◆ Your objective:
Pull every line of the data below and reproduce each one verbatim, in order.

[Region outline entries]
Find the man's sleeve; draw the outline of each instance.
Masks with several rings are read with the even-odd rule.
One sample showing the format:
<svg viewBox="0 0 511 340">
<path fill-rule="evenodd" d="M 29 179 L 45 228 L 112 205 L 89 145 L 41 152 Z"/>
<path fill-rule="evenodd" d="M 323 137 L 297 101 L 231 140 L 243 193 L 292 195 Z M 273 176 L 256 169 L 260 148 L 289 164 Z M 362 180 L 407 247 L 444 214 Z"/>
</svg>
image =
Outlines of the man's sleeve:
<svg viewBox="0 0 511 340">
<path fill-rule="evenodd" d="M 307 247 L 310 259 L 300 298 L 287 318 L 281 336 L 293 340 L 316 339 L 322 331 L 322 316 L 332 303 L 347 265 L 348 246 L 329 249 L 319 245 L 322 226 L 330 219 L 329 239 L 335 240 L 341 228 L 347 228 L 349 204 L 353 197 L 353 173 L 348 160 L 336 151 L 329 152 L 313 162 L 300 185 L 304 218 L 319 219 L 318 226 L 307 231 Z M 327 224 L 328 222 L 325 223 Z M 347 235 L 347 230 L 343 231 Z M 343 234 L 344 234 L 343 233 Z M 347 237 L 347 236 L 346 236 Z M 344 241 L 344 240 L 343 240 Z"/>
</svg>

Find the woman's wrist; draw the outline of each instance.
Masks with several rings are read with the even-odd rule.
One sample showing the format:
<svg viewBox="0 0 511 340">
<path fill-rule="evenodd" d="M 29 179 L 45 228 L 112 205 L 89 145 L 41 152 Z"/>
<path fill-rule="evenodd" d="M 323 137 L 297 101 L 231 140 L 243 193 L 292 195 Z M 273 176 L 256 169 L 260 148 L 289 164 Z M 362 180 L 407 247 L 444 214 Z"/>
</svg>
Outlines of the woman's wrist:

◆ Response to this task:
Find the man's sleeve; draw the outline of each instance.
Masks with several rings are read with the even-odd rule.
One sample showing the format:
<svg viewBox="0 0 511 340">
<path fill-rule="evenodd" d="M 29 179 L 45 228 L 112 205 L 89 145 L 41 152 Z"/>
<path fill-rule="evenodd" d="M 323 137 L 297 101 L 231 140 L 243 193 L 292 195 Z M 273 176 L 256 169 L 260 148 L 289 164 Z M 362 180 L 407 247 L 444 214 Z"/>
</svg>
image =
Outlines of the man's sleeve:
<svg viewBox="0 0 511 340">
<path fill-rule="evenodd" d="M 307 247 L 310 259 L 300 298 L 287 318 L 281 336 L 293 340 L 316 339 L 322 331 L 322 316 L 332 303 L 347 265 L 348 246 L 329 249 L 319 245 L 322 226 L 330 219 L 329 239 L 335 240 L 341 228 L 347 228 L 349 204 L 353 197 L 353 173 L 348 160 L 336 151 L 329 152 L 313 162 L 300 185 L 304 218 L 319 219 L 318 226 L 307 231 Z M 327 224 L 328 222 L 325 223 Z M 347 235 L 347 230 L 343 231 Z M 343 234 L 344 234 L 343 233 Z M 347 237 L 347 236 L 346 236 Z M 344 241 L 344 240 L 343 240 Z"/>
</svg>

Find the woman's wrist; draw the outline of each instance.
Masks with several rings are read with the even-odd rule.
One sample showing the format:
<svg viewBox="0 0 511 340">
<path fill-rule="evenodd" d="M 29 179 L 45 228 L 112 205 L 89 145 L 41 152 Z"/>
<path fill-rule="evenodd" d="M 323 137 L 297 101 L 231 140 L 243 193 L 292 195 Z M 273 176 L 256 169 L 260 148 L 289 164 Z M 362 180 L 407 247 L 444 214 Z"/>
</svg>
Outlines of the woman's wrist:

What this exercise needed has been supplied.